Peki hayal gücümüz ile artık ışıktan daha hızlı gidiyoruz. Moleküler kameramızı geliştirip Atom kamerası yaptık çünkü uzayda hava yok. Pc başında titreşimleri yazarak Andromeda gök adasına yolladık ve bu dalgalar oraya 5 saniyede vardı. Unutmayın hayal ediyoruz çünkü sınırsız. Çok zevkli olurdu. Bir kaç saniye içinde Andromedayı gözlemlemeye başlardık hemde oturduğumuz yerde sadece titreşim kodları yazarak pc monitörümüzden izlerdik. Ne tür gezegenler vardır ? Kayaç, Gaz devleri, belki bilmediğimiz çok farklı elementlerden oluşan gezegenler. Ha birde Andromeda dan görüntü almışken Samanyolu gök adamızında bir Selfie sini çekerdik değil mi ! Kim bilir Samanyolu, bilimin bize gösterdiğinden çok farklıdır sonuçta görüntüler toplanan ışık dalgaları ve matematiksel hesaplamalarla oluşturuluyor. Bilim yanılabilir fakat düzeltilemez değildir.

▶ [Veri kümesi içeriği]:
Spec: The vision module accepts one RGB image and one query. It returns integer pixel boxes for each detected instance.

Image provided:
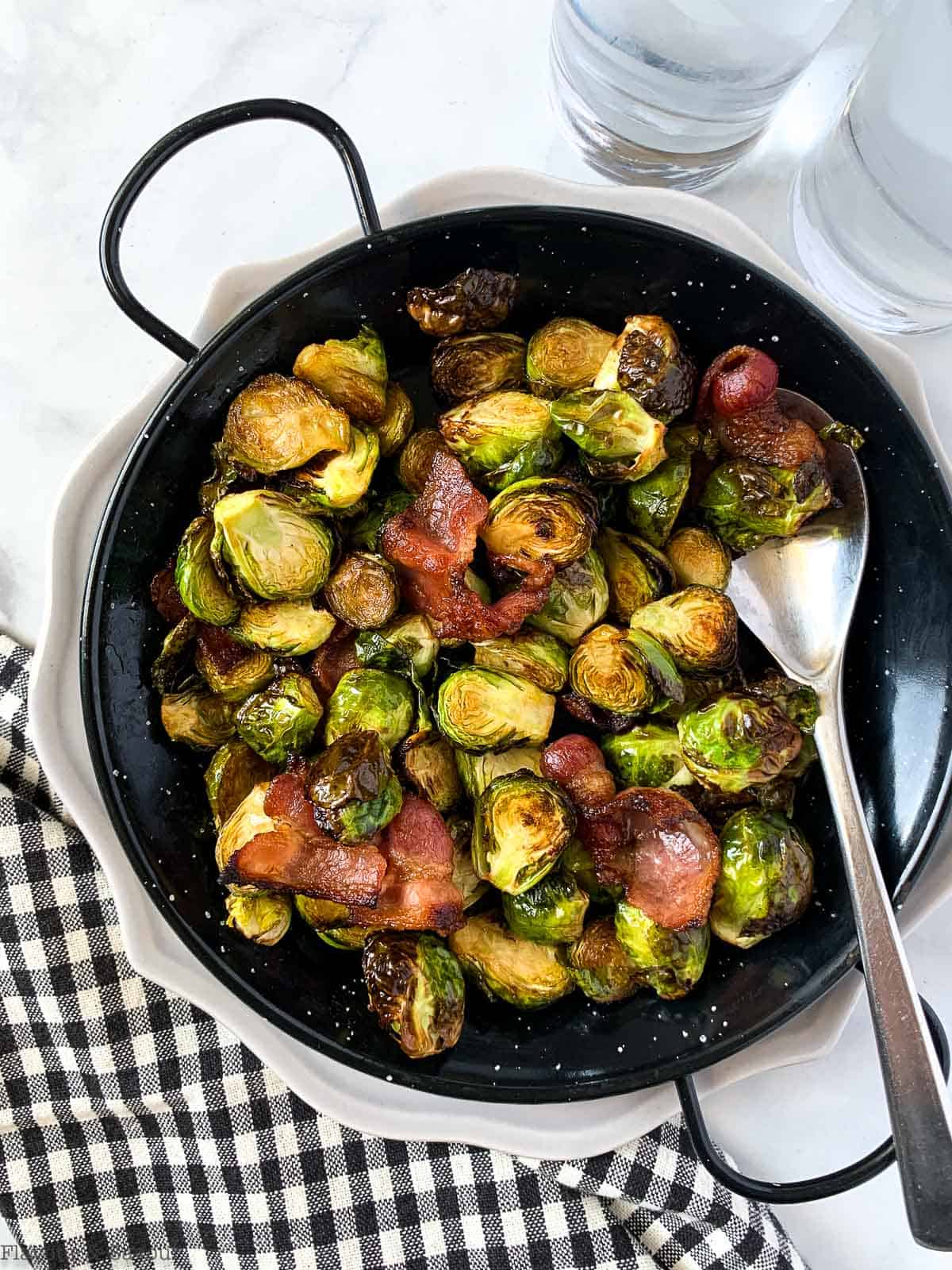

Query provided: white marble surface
[0,0,952,1270]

▶ [Çözülecek problemler]:
**A.** Aşağıdaki ifadelerin alıntılanan metinle uyuşup uyuşmadığını evet ya da hayır diye belirtin ve her biri için belirleyici sözleri metinden aynen aktarın: (i) Gönderilen dalgalar Andromeda'ya 5 saniyede ulaştı. (ii) Moleküler kamera, uzayda hava olmadığı için Atom kamerasına dönüştürüldü. (iii) Metne göre bilim yanılmaz.
**B.** Alıntılanan metinde sayılan gezegen türlerinin hepsini lütfen sıralayın.

▶ [Çözülmüş problemler]:
**A.**
(i) Evet: "bu dalgalar oraya 5 saniyede vardı"
(ii) Evet: "Moleküler kameramızı geliştirip Atom kamerası yaptık çünkü uzayda hava yok."
(iii) Hayır: "Bilim yanılabilir fakat düzeltilemez değildir."

**B.**
- Kayaç
- Gaz devleri
- Bilmediğimiz çok farklı elementlerden oluşan gezegenler